§ **SHORT PROBLEM 1**: Write out the model card word for word, from "Developed by: Milos" to "sentence-transformers/all-MiniLM-L6-v2 (for embeddings)".
§ **SHORT PROBLEM 2**: Extract the lines of the records unchanged, from the first line of the records to the line with "column 606, row 456", including both of those lines.

§ **GIVEN TEXT**:
• • • •
Developed by: Milos Kotlar
Model type: Multi-modal (Text Generation + Embedding + Retrieval)
Language(s) (NLP): English
License: MIT
Finetuned from model: microsoft/NextCoder-7B (for review generation), sentence-transformers/all-MiniLM-L6-v2 (for embeddings)

Model Sources

Repository: https://github.com/kotlarmilos/repository-learning
Demo: https://huggingface.co/spaces/kotlarmilos/repository-learning, https://huggingface.co/spaces/kotlarmilos/repository-grounding
Dataset: https://huggingface.co/datasets/kotlarmilos/repository-learning

Uses

Direct Use

The models are designed for:

Automated Code Review: Generate contextual review comments for pull requests
Anomaly Detection: Identify unusual file change patterns that may indicate architectural issues
Code Search: Find relevant functions and documentation using semantic similarity
Team Onboarding: Help new developers understand repository patterns and conventions

Downstream Use

The models can be integrated into:

CI/CD Pipelines: GitHub Actions, Azure DevOps, Jenkins workflows
IDE Extensions: VS Code, IntelliJ plugins for real-time review assistance
Code Review Tools: Integration with GitHub, GitLab, Bitbucket review interfaces
Documentation Systems: Automatic code documentation and explanation generation

Out-of-Scope Use

The models are not intended for:

Security Vulnerability Detection: While they may catch some issues, dedicated security tools should be used
Performance Analysis: Models don't analyze runtime performance or optimization
Cross-Language Translation: Optimized for reviewing within single programming languages
Legal or Compliance Review: Cannot assess licensing or regulatory compliance issues

Bias, Risks, and Limitations

Technical Limitations

Repository Specificity: Models are trained on specific open-source repositories and may not generalize to very different codebases or proprietary patterns
Language Coverage: Primary focus on 7 major programming languages (Python, JavaScript, TypeScript, Java, C++, C#, C)
• • • •
[Entries from a set of point annotations]

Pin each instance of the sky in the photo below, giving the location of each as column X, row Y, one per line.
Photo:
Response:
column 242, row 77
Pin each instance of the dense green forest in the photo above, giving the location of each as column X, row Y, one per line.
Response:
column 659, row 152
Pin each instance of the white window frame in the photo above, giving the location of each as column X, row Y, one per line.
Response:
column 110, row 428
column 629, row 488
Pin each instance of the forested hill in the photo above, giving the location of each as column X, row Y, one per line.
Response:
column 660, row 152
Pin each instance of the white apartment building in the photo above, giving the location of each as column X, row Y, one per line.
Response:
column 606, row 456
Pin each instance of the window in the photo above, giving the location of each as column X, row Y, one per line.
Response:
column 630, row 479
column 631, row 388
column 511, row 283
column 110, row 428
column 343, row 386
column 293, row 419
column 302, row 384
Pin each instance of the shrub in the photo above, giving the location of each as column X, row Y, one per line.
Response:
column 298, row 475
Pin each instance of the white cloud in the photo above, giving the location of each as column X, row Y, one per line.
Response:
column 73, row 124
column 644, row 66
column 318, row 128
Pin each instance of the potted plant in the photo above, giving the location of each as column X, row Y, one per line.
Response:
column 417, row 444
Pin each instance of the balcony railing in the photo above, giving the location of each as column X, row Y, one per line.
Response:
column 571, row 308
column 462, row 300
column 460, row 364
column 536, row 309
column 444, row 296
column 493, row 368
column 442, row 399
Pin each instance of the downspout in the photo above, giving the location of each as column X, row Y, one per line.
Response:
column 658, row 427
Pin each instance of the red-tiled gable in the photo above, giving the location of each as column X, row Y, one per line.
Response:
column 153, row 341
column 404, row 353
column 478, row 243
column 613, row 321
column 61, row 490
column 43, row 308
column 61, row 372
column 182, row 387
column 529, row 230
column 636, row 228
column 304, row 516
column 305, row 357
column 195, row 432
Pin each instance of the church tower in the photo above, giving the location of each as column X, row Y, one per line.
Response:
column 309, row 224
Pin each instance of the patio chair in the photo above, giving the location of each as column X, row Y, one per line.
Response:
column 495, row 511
• • • •
§ **FINAL RESULT 1**:
Developed by: Milos Kotlar
Model type: Multi-modal (Text Generation + Embedding + Retrieval)
Language(s) (NLP): English
License: MIT
Finetuned from model: microsoft/NextCoder-7B (for review generation), sentence-transformers/all-MiniLM-L6-v2 (for embeddings)

§ **FINAL RESULT 2**:
Pin each instance of the sky in the photo below, giving the location of each as column X, row Y, one per line.
Photo:
Response:
column 242, row 77
Pin each instance of the dense green forest in the photo above, giving the location of each as column X, row Y, one per line.
Response:
column 659, row 152
Pin each instance of the white window frame in the photo above, giving the location of each as column X, row Y, one per line.
Response:
column 110, row 428
column 629, row 488
Pin each instance of the forested hill in the photo above, giving the location of each as column X, row Y, one per line.
Response:
column 660, row 152
Pin each instance of the white apartment building in the photo above, giving the location of each as column X, row Y, one per line.
Response:
column 606, row 456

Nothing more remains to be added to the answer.